Sono i media ad avere bisogno di un antipapa. Ne hanno bisogno ancora di più oggi, quando il Papa e il cardinale Ruini parlano di questioni che riguardano la politica e le leggi in modo così chiaro da non lasciare spazio ad alcuna ambiguità. Nell'attuale clima di confusione sarebbe bene però che i cardinali, anche in pensione, fossero assai più prudenti quando parlano con i giornalisti. E un gesuita come Martini sa bene che ci sono momenti in cui la Chiesa si serve meglio tacendo.
del 27 gennaio 2007
Conosco il cardinale Carlo Maria Martini fin da quando - più di trent’anni fa - lui non era ancora cardinale e io frequentavo il liceo dai gesuiti di Torino. Posso dunque attestare che si tratta di un uomo di fede, per di più umanamente ben più cordiale di quanto sembri di solito a chi non lo conosce.
Sono i media ad avere bisogno di un antipapa.
Ne hanno bisogno ancora di più oggi, quando il Papa e il cardinale Ruini parlano di questioni che riguardano la politica e le leggi in modo così chiaro da non lasciare spazio ad alcuna ambiguità.
La settimana scorsa Benedetto XVI ha ricevuto gli amministratori della Regione Lazio, della Provincia e del Comune di Roma, tutti enti - vedi caso - retti da amministrazioni di centro-sinistra. Ha parlato loro dei Pacs, ricordando che una società bene ordinata riconosce valore giuridico solo al matrimonio e definendo «pericolosi e controproducenti quei progetti che puntano ad attribuire ad altre forme di unione impropri riconoscimenti giuridici, finendo inevitabilmente per indebolire e destabilizzare la famiglia legittima».

- [DATI FORNITI]:
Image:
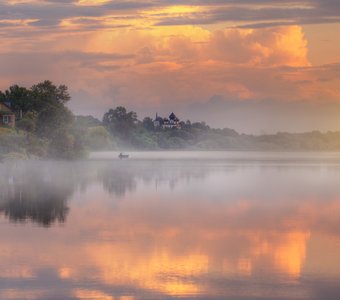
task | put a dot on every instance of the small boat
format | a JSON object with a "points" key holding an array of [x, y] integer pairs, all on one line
{"points": [[121, 155]]}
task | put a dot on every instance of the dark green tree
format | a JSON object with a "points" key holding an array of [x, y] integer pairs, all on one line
{"points": [[120, 122]]}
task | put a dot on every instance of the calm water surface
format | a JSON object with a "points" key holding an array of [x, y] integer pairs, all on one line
{"points": [[172, 225]]}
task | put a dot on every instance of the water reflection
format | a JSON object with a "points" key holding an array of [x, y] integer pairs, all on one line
{"points": [[169, 229]]}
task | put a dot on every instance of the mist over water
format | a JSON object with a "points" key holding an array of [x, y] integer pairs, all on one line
{"points": [[164, 225]]}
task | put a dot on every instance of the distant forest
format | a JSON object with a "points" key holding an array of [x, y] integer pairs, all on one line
{"points": [[46, 128]]}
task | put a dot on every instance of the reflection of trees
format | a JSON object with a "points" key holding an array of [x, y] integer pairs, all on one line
{"points": [[123, 176], [30, 192], [117, 181], [39, 191]]}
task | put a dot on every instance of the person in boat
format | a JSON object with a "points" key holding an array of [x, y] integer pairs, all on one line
{"points": [[121, 155]]}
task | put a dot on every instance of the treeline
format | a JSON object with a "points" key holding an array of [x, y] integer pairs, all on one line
{"points": [[46, 128], [126, 131]]}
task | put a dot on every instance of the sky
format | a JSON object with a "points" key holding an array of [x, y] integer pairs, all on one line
{"points": [[257, 66]]}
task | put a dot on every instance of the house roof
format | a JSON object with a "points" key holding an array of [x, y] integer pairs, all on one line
{"points": [[4, 105], [172, 116], [6, 113]]}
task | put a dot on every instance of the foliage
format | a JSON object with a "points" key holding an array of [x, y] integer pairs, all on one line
{"points": [[46, 123]]}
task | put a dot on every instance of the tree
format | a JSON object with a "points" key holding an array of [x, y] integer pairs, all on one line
{"points": [[148, 124], [20, 99], [120, 122]]}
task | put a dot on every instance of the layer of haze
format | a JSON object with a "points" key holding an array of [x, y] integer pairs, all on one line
{"points": [[255, 66]]}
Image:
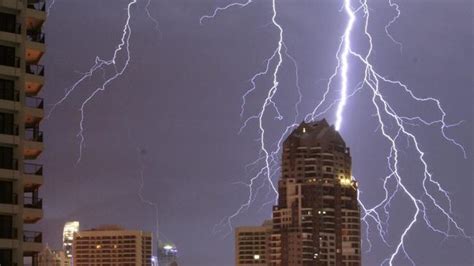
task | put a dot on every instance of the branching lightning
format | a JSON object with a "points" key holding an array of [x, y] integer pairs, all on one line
{"points": [[119, 62], [393, 127], [122, 50]]}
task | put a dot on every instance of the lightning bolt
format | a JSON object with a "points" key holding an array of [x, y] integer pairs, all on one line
{"points": [[393, 126], [122, 50], [268, 156], [119, 62]]}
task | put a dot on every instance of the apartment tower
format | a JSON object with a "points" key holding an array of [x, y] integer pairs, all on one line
{"points": [[252, 244], [111, 245], [316, 220], [21, 141]]}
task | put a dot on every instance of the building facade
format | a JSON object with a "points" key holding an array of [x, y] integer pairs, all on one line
{"points": [[252, 244], [70, 228], [317, 218], [49, 257], [112, 245], [167, 254], [21, 140]]}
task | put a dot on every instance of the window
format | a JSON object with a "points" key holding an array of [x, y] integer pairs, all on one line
{"points": [[6, 124], [6, 192], [6, 229], [7, 56], [8, 23], [6, 257], [7, 90], [6, 157]]}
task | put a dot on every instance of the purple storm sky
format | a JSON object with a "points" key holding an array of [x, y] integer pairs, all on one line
{"points": [[177, 109]]}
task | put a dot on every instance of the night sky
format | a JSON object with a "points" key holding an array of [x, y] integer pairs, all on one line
{"points": [[176, 111]]}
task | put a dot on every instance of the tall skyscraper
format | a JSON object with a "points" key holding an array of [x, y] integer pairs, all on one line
{"points": [[70, 228], [317, 218], [21, 141], [167, 254], [49, 257], [252, 244], [112, 245]]}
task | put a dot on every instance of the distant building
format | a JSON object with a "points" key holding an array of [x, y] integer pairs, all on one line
{"points": [[49, 257], [252, 244], [22, 46], [317, 219], [70, 228], [167, 254], [112, 245]]}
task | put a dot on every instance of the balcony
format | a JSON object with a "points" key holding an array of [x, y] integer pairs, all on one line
{"points": [[33, 145], [9, 135], [9, 130], [13, 61], [35, 36], [33, 203], [9, 203], [33, 169], [34, 102], [32, 237], [37, 70], [11, 28], [33, 134], [32, 244], [33, 176], [11, 199], [39, 5], [9, 164], [8, 233], [10, 95], [34, 111], [33, 209], [35, 47]]}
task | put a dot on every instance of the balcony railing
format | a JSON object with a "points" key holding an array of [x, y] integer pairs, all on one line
{"points": [[35, 70], [9, 164], [33, 134], [32, 237], [8, 233], [35, 36], [39, 5], [12, 28], [10, 95], [33, 203], [9, 130], [13, 61], [34, 102], [33, 169], [9, 199]]}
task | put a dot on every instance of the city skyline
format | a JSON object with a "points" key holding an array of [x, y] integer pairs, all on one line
{"points": [[166, 131]]}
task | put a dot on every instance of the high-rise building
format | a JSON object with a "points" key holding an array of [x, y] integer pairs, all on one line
{"points": [[49, 257], [21, 141], [317, 218], [252, 244], [70, 228], [112, 245], [167, 254]]}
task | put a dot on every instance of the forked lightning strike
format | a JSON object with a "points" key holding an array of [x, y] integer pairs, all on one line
{"points": [[394, 184], [119, 62]]}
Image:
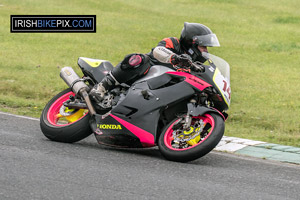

- [DOMANDE DI STUDIO]:
1. Indica tutti gli enti i cui amministratori, secondo il testo sul cardinale Martini, sono stati ricevuti da Benedetto XVI.
2. Prosegui il testo sul cardinale Martini dopo l'ultima frase riportata.
L'elenco non ha alcun ruolo in questo lavoro.

- [RISPOSTE ALLE CONSEGNE]:
1. La Regione Lazio, la Provincia e il Comune di Roma.

2.
Quanto all’eutanasia, Benedetto XVI l’ha definita nel suo messaggio per la Giornata della Pace 2007 «uno scempio», lasciando alla Pontificia Accademia per la Vita precisare che le cure proporzionate alla malattia non sono accanimento terapeutico, e che il cosiddetto testamento biologico non può lasciare al singolo la decisione sul rifiuto di queste cure, e meno che mai dell’alimentazione e dell’idratazione, perché altrimenti gli riconoscerebbe il diritto al suicidio. Mangiare e bere non sono cure mediche, e cessando quest’assistenza al malato che non è in grado di alimentarsi da solo si compie un vero e proprio omicidio.
Il cardinale Martini è oggi nella Chiesa un illustre pensionato, le cui opinioni rappresentano solo il suo pensiero personale.
È difficile però convincerne i lettori meno smaliziati dei giornali, per cui «se l’ha detto un cardinale» vuol dire che «per la Chiesa» va bene così.
C’è poi chi alimenta l’equivoco in malafede, come quei parlamentari dell’Unione che cercano nelle parole del cardinale - magari facendogli dire più di quel che ha detto davvero - uno strumento per dividere i cattolici. Fino al totale rovesciamento del chirurgo e senatore ds Ignazio Marino - un uomo con una missione, tornato in Italia dagli Stati Uniti per far passare una legge sul testamento biologico che preveda la possibilità di interrompere l’alimentazione - il quale afferma, in un’intervista a La Stampa, che «Benedetto XVI ha come missione educare le coscienze, non dare direttive dogmatiche».
È precisamente il contrario: dare «direttive dogmatiche» è il ruolo specifico del Papa, e forse a Marino potrebbe spiegarlo proprio il cardinale Martini, che ha dialogato con lui nello scorso aprile su L’Espresso.
È da quel dialogo che cominciò la costruzione mediatica del Martini antipapa, disposto a sposare le posizioni dell’Unione su Pacs e fecondazione artificiale.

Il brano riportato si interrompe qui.